▶ [SUPPLIED RECORDS]
================
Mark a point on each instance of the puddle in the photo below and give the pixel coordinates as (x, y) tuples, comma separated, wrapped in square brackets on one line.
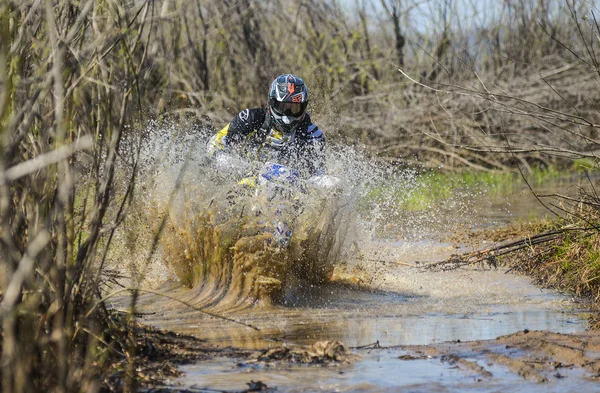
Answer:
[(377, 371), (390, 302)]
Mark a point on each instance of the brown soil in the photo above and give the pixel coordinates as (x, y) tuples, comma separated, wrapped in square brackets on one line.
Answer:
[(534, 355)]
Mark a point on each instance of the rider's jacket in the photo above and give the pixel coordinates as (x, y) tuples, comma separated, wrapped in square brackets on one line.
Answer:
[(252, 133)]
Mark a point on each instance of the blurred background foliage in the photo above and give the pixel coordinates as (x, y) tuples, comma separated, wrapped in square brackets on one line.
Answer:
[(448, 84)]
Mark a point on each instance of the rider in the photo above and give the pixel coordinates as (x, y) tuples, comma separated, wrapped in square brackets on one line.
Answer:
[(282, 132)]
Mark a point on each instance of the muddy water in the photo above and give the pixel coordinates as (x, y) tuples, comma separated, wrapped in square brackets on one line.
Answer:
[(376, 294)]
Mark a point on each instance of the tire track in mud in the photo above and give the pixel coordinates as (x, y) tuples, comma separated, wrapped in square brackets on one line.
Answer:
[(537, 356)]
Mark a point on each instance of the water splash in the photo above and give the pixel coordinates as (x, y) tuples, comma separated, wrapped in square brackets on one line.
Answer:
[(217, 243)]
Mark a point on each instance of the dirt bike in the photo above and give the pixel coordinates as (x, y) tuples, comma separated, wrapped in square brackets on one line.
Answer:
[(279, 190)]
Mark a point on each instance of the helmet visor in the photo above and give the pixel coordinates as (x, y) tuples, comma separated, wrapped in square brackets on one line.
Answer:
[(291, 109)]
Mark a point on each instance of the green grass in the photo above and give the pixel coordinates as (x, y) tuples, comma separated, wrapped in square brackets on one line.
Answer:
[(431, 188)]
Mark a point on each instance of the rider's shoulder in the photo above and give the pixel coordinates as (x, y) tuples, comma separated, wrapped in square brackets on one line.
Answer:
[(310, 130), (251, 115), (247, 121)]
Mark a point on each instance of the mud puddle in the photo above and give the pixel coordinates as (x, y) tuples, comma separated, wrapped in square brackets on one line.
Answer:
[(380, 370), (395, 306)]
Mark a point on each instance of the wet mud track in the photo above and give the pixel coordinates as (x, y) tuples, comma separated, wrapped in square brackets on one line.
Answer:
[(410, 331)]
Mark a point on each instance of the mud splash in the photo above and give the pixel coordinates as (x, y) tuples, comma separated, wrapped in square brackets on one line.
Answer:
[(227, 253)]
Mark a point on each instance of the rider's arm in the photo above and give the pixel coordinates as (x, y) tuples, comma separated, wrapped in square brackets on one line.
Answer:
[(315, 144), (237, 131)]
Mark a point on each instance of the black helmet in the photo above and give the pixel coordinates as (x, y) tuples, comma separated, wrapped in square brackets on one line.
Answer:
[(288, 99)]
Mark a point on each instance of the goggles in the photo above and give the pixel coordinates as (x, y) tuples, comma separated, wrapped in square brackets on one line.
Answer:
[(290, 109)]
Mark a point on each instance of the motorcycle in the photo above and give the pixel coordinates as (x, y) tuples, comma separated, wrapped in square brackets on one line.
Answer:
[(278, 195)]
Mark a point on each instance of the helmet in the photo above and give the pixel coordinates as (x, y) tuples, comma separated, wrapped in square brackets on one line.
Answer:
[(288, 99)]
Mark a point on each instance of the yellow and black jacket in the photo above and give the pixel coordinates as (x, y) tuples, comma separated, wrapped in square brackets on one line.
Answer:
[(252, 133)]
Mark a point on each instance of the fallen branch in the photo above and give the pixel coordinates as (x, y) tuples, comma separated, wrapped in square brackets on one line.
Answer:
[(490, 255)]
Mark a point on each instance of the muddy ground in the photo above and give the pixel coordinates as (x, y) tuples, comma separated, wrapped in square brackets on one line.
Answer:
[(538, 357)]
================
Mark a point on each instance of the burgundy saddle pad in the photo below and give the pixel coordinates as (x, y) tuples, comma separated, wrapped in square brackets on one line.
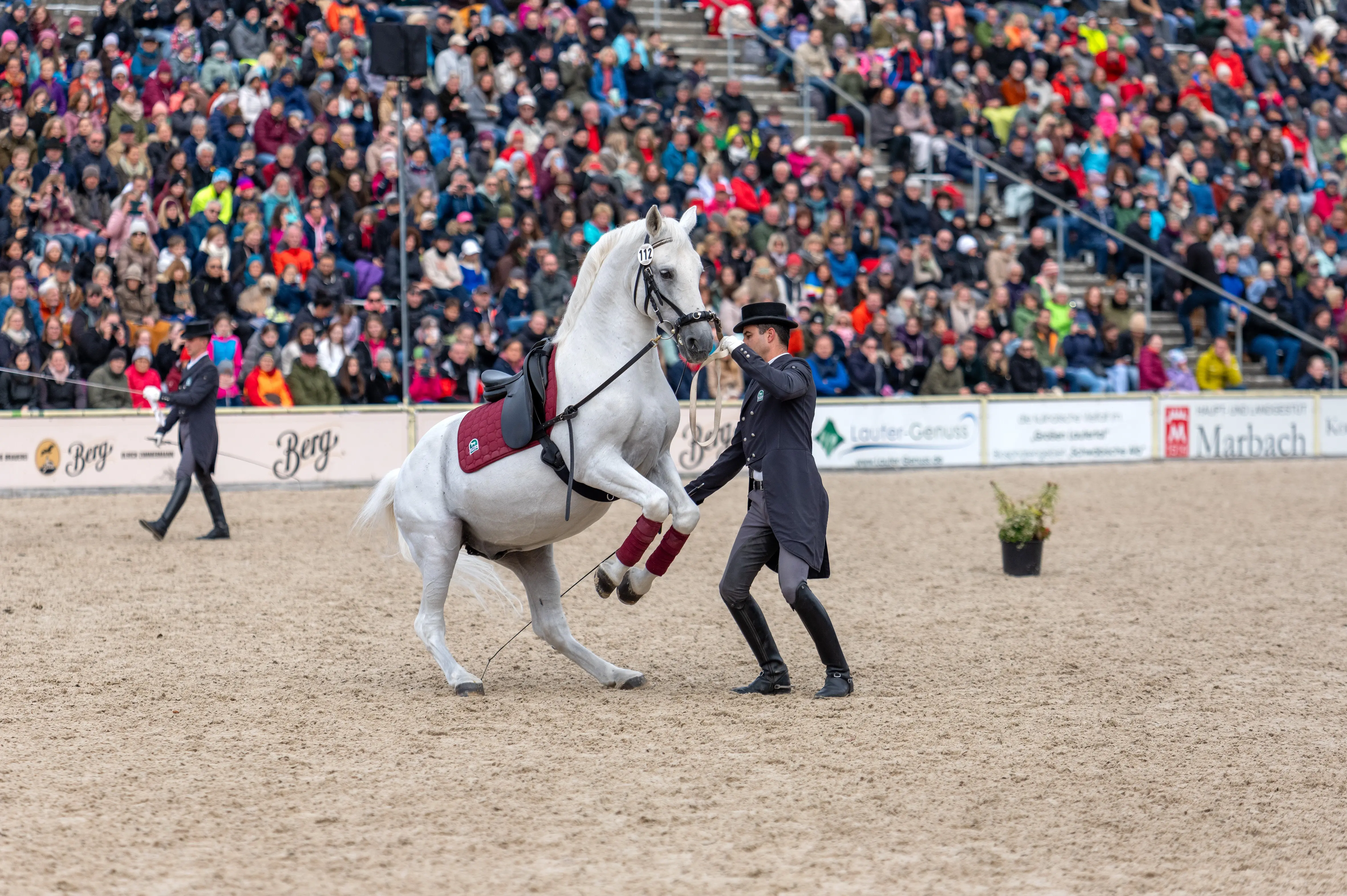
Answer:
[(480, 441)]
================
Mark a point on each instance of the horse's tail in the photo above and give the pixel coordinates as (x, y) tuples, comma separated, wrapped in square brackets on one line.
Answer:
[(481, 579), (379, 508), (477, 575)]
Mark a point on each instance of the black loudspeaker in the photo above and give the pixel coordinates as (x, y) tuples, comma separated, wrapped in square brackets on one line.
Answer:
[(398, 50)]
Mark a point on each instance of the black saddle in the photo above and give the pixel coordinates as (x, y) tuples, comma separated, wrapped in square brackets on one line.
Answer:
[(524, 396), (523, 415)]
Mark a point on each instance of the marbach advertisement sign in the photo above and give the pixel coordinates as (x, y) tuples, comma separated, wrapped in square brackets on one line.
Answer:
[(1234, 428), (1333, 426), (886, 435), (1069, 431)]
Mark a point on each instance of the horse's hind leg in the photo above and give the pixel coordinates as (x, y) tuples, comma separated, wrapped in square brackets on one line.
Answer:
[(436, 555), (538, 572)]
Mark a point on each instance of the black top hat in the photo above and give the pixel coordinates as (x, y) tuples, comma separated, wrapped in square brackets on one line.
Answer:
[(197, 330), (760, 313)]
================
▶ [EXERCISE INSTRUCTIONS] Will you transcribe word for word the entries above, starting at the line that contains "Mark a point on each instance of the marbach" and stopping after the line that contains "[(197, 330), (760, 313)]"?

▶ [RESPONSE]
Mark a point on each instance of the marbach advertisement sign in the photo above and give the pixel coordinates as (x, y) tuples, comma separated, wrapped in square brackets on one line.
Answer:
[(1234, 428), (1333, 426), (886, 435), (1069, 431)]
Mark a point on each instance of the horse's hind leg in the photo above and give the pixel coordinates as (x, y) tuples, comma separated, wrapped in square brackets on one line.
Answer:
[(436, 555), (538, 572)]
Mark a point on each instance of the black top hat in the photo above and give the pixel coordinates as (x, y) tuples, comma separated, wrapped in square brackets on one line.
Answer:
[(197, 330), (760, 313)]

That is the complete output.